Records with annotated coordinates
○ ○ ○ ○ ○ ○ ○

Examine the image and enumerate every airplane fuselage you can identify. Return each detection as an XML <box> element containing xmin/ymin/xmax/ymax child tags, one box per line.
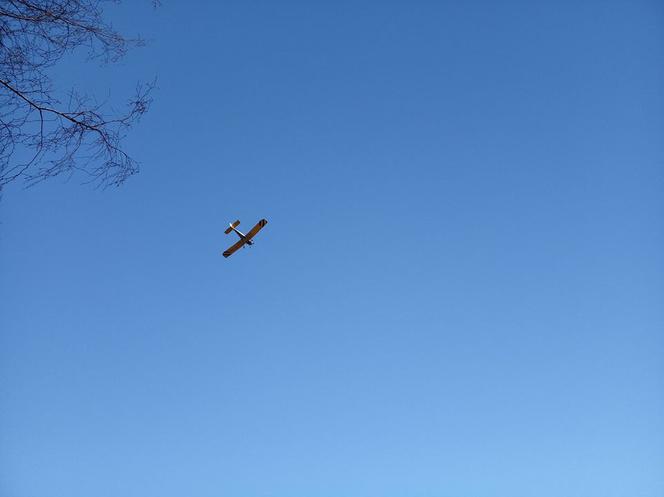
<box><xmin>232</xmin><ymin>228</ymin><xmax>254</xmax><ymax>245</ymax></box>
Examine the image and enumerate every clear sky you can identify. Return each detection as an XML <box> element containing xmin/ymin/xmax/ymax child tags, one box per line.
<box><xmin>0</xmin><ymin>0</ymin><xmax>664</xmax><ymax>497</ymax></box>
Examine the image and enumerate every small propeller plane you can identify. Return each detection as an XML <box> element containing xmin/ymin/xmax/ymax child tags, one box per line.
<box><xmin>223</xmin><ymin>219</ymin><xmax>267</xmax><ymax>257</ymax></box>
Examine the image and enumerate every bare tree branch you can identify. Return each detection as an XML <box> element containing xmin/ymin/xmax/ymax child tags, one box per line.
<box><xmin>0</xmin><ymin>0</ymin><xmax>154</xmax><ymax>191</ymax></box>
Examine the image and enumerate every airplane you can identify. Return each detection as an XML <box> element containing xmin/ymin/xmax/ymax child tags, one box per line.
<box><xmin>223</xmin><ymin>219</ymin><xmax>267</xmax><ymax>257</ymax></box>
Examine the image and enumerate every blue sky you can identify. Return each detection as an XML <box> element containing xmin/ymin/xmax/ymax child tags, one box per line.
<box><xmin>0</xmin><ymin>1</ymin><xmax>664</xmax><ymax>497</ymax></box>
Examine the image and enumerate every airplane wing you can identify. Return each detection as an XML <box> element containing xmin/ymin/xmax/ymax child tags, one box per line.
<box><xmin>245</xmin><ymin>219</ymin><xmax>267</xmax><ymax>240</ymax></box>
<box><xmin>223</xmin><ymin>240</ymin><xmax>247</xmax><ymax>257</ymax></box>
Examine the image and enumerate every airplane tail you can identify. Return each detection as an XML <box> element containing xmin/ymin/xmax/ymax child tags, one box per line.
<box><xmin>224</xmin><ymin>219</ymin><xmax>240</xmax><ymax>235</ymax></box>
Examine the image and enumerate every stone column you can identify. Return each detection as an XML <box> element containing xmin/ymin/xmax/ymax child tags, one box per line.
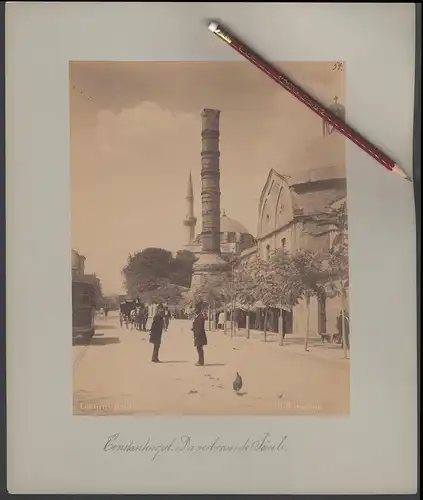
<box><xmin>191</xmin><ymin>109</ymin><xmax>228</xmax><ymax>289</ymax></box>
<box><xmin>201</xmin><ymin>109</ymin><xmax>220</xmax><ymax>254</ymax></box>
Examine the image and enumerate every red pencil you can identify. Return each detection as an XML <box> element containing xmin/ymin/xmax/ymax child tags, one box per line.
<box><xmin>209</xmin><ymin>21</ymin><xmax>411</xmax><ymax>181</ymax></box>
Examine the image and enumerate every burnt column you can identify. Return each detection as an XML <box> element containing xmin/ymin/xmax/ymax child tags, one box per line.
<box><xmin>201</xmin><ymin>109</ymin><xmax>220</xmax><ymax>254</ymax></box>
<box><xmin>191</xmin><ymin>109</ymin><xmax>228</xmax><ymax>290</ymax></box>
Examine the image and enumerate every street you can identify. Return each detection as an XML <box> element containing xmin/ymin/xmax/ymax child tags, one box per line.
<box><xmin>72</xmin><ymin>313</ymin><xmax>350</xmax><ymax>416</ymax></box>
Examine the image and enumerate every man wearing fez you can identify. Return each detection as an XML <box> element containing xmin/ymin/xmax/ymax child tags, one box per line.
<box><xmin>150</xmin><ymin>307</ymin><xmax>164</xmax><ymax>363</ymax></box>
<box><xmin>192</xmin><ymin>304</ymin><xmax>207</xmax><ymax>366</ymax></box>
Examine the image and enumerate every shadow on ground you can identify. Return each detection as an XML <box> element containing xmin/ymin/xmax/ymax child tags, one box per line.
<box><xmin>96</xmin><ymin>323</ymin><xmax>117</xmax><ymax>331</ymax></box>
<box><xmin>89</xmin><ymin>336</ymin><xmax>120</xmax><ymax>346</ymax></box>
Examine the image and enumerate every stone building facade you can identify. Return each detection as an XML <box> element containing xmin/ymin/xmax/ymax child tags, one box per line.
<box><xmin>72</xmin><ymin>249</ymin><xmax>85</xmax><ymax>278</ymax></box>
<box><xmin>241</xmin><ymin>167</ymin><xmax>346</xmax><ymax>334</ymax></box>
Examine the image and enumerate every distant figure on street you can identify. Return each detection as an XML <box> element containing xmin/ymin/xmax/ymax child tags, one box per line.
<box><xmin>192</xmin><ymin>304</ymin><xmax>207</xmax><ymax>366</ymax></box>
<box><xmin>141</xmin><ymin>306</ymin><xmax>148</xmax><ymax>332</ymax></box>
<box><xmin>336</xmin><ymin>311</ymin><xmax>350</xmax><ymax>349</ymax></box>
<box><xmin>217</xmin><ymin>311</ymin><xmax>225</xmax><ymax>330</ymax></box>
<box><xmin>164</xmin><ymin>307</ymin><xmax>170</xmax><ymax>332</ymax></box>
<box><xmin>150</xmin><ymin>308</ymin><xmax>164</xmax><ymax>363</ymax></box>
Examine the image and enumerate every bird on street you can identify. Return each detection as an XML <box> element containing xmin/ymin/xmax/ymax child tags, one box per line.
<box><xmin>233</xmin><ymin>372</ymin><xmax>242</xmax><ymax>392</ymax></box>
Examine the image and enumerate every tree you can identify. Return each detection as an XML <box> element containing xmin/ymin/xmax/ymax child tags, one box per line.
<box><xmin>251</xmin><ymin>257</ymin><xmax>279</xmax><ymax>342</ymax></box>
<box><xmin>289</xmin><ymin>250</ymin><xmax>327</xmax><ymax>351</ymax></box>
<box><xmin>169</xmin><ymin>250</ymin><xmax>195</xmax><ymax>288</ymax></box>
<box><xmin>312</xmin><ymin>202</ymin><xmax>349</xmax><ymax>358</ymax></box>
<box><xmin>140</xmin><ymin>284</ymin><xmax>182</xmax><ymax>305</ymax></box>
<box><xmin>270</xmin><ymin>250</ymin><xmax>304</xmax><ymax>345</ymax></box>
<box><xmin>194</xmin><ymin>276</ymin><xmax>223</xmax><ymax>329</ymax></box>
<box><xmin>234</xmin><ymin>263</ymin><xmax>258</xmax><ymax>338</ymax></box>
<box><xmin>122</xmin><ymin>248</ymin><xmax>195</xmax><ymax>296</ymax></box>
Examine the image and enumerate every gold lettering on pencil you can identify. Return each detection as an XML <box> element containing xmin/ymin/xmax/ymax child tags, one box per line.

○ ○ ○ ○ ○ ○ ○

INSTRUCTIONS TO FOLLOW :: Could you render all of the records above as a JSON list of strings, with one string per line, blank lines dropped, and the pictures left out?

RESPONSE TO THIS TASK ::
[
  "Examine the image and enumerate every airplane fuselage you can identify. Return each detection as an XML <box> element containing xmin/ymin/xmax/ymax child tags, one box per line.",
  "<box><xmin>232</xmin><ymin>228</ymin><xmax>254</xmax><ymax>245</ymax></box>",
  "Examine the image and enumerate every clear sky you can identify. Return each detection as an XML <box> element containing xmin/ymin/xmax/ymax child tags, one box per line.",
  "<box><xmin>0</xmin><ymin>0</ymin><xmax>664</xmax><ymax>497</ymax></box>",
  "Examine the image and enumerate every small propeller plane you can identify. Return each detection as an XML <box> element containing xmin/ymin/xmax/ymax child tags, one box per line.",
  "<box><xmin>223</xmin><ymin>219</ymin><xmax>267</xmax><ymax>257</ymax></box>",
  "Examine the image and enumerate every bare tree branch you can identify. Return each detection as an XML <box> element containing xmin/ymin/xmax/ymax child tags, one box per line.",
  "<box><xmin>0</xmin><ymin>0</ymin><xmax>154</xmax><ymax>191</ymax></box>",
  "Examine the image and enumerate every airplane you can identify. Return each detection as an XML <box> element containing xmin/ymin/xmax/ymax child tags, one box per line.",
  "<box><xmin>223</xmin><ymin>219</ymin><xmax>267</xmax><ymax>257</ymax></box>",
  "Examine the image and enumerate every blue sky you can identify. Return each detection as an XML <box> element containing xmin/ymin/xmax/ymax child tags, one box per line.",
  "<box><xmin>0</xmin><ymin>1</ymin><xmax>664</xmax><ymax>497</ymax></box>",
  "Examine the image and enumerate every airplane wing you can identify. Return each detection as an XML <box> element containing xmin/ymin/xmax/ymax child tags, one box per line.",
  "<box><xmin>245</xmin><ymin>219</ymin><xmax>267</xmax><ymax>240</ymax></box>",
  "<box><xmin>223</xmin><ymin>240</ymin><xmax>247</xmax><ymax>257</ymax></box>",
  "Examine the image and enumerate every airplane tail you can identify. Return each detection as an XML <box> element containing xmin/ymin/xmax/ymax child tags, one box per line.",
  "<box><xmin>224</xmin><ymin>219</ymin><xmax>240</xmax><ymax>235</ymax></box>",
  "Examine the image and enumerate every stone column you can identify. Return each detection as an XML <box> element containing xmin/ymin/xmax/ymax child tags, one box per line.",
  "<box><xmin>191</xmin><ymin>109</ymin><xmax>228</xmax><ymax>289</ymax></box>",
  "<box><xmin>201</xmin><ymin>109</ymin><xmax>220</xmax><ymax>254</ymax></box>",
  "Examine the image and enumerate every red pencil you can identify. Return each detection as an XML <box> element containing xmin/ymin/xmax/ymax child tags, one box per line.",
  "<box><xmin>209</xmin><ymin>21</ymin><xmax>411</xmax><ymax>181</ymax></box>",
  "Examine the image and enumerate every burnt column you can identify. Return each detection as an XML <box> element containing xmin/ymin/xmax/ymax child tags, one box per line.",
  "<box><xmin>201</xmin><ymin>109</ymin><xmax>220</xmax><ymax>254</ymax></box>",
  "<box><xmin>191</xmin><ymin>109</ymin><xmax>228</xmax><ymax>290</ymax></box>",
  "Examine the image and enumerate every street you can identify. Return each detection as an XML <box> element containing xmin/ymin/xmax/ymax child tags, one box per line.",
  "<box><xmin>72</xmin><ymin>313</ymin><xmax>350</xmax><ymax>416</ymax></box>",
  "Examine the image and enumerate every man wearing fez you can identify. Return each detection as an XML <box> element containing xmin/ymin/xmax/ymax child tags, one box per line.",
  "<box><xmin>150</xmin><ymin>307</ymin><xmax>164</xmax><ymax>363</ymax></box>",
  "<box><xmin>192</xmin><ymin>304</ymin><xmax>207</xmax><ymax>366</ymax></box>",
  "Examine the image and enumerate every shadow on ground you can identify. Return each detection as an XML <box> element containing xmin/ymin/xmax/ymax child tags, one box per line.",
  "<box><xmin>96</xmin><ymin>323</ymin><xmax>117</xmax><ymax>331</ymax></box>",
  "<box><xmin>89</xmin><ymin>336</ymin><xmax>120</xmax><ymax>346</ymax></box>",
  "Examine the image and enumerate every stone building facade you can identify. Return each detection as an XML <box> element containing xmin/ymin/xmax/ymax child tags, one box per line.",
  "<box><xmin>72</xmin><ymin>249</ymin><xmax>85</xmax><ymax>278</ymax></box>",
  "<box><xmin>241</xmin><ymin>167</ymin><xmax>346</xmax><ymax>334</ymax></box>",
  "Examine the image and enumerate every distant figure on street you can identify. Return each detection as an XML <box> element containing xmin/ymin/xmax/ymax child tags, one box per line.",
  "<box><xmin>192</xmin><ymin>304</ymin><xmax>207</xmax><ymax>366</ymax></box>",
  "<box><xmin>141</xmin><ymin>306</ymin><xmax>148</xmax><ymax>332</ymax></box>",
  "<box><xmin>336</xmin><ymin>311</ymin><xmax>350</xmax><ymax>349</ymax></box>",
  "<box><xmin>217</xmin><ymin>311</ymin><xmax>225</xmax><ymax>330</ymax></box>",
  "<box><xmin>164</xmin><ymin>307</ymin><xmax>170</xmax><ymax>332</ymax></box>",
  "<box><xmin>150</xmin><ymin>308</ymin><xmax>164</xmax><ymax>363</ymax></box>",
  "Examine the image and enumerate every bird on street you can identify. Return each detection as an XML <box> element containing xmin/ymin/xmax/ymax child tags, one box per line.",
  "<box><xmin>233</xmin><ymin>372</ymin><xmax>242</xmax><ymax>392</ymax></box>",
  "Examine the image and enumerate every tree you can identify. Return each detection as an XML <box> element containing xmin/ymin/xmax/ymax child tags, one box per line.",
  "<box><xmin>251</xmin><ymin>257</ymin><xmax>279</xmax><ymax>342</ymax></box>",
  "<box><xmin>289</xmin><ymin>250</ymin><xmax>327</xmax><ymax>351</ymax></box>",
  "<box><xmin>169</xmin><ymin>250</ymin><xmax>195</xmax><ymax>288</ymax></box>",
  "<box><xmin>312</xmin><ymin>202</ymin><xmax>349</xmax><ymax>358</ymax></box>",
  "<box><xmin>140</xmin><ymin>284</ymin><xmax>182</xmax><ymax>305</ymax></box>",
  "<box><xmin>270</xmin><ymin>250</ymin><xmax>304</xmax><ymax>345</ymax></box>",
  "<box><xmin>194</xmin><ymin>276</ymin><xmax>223</xmax><ymax>329</ymax></box>",
  "<box><xmin>234</xmin><ymin>263</ymin><xmax>258</xmax><ymax>338</ymax></box>",
  "<box><xmin>122</xmin><ymin>248</ymin><xmax>195</xmax><ymax>296</ymax></box>",
  "Examine the image and enumerate every gold lettering on pencil you can identify. Return each detection as an XML <box> element containing xmin/ymin/xmax/ymax child tags, one box per line."
]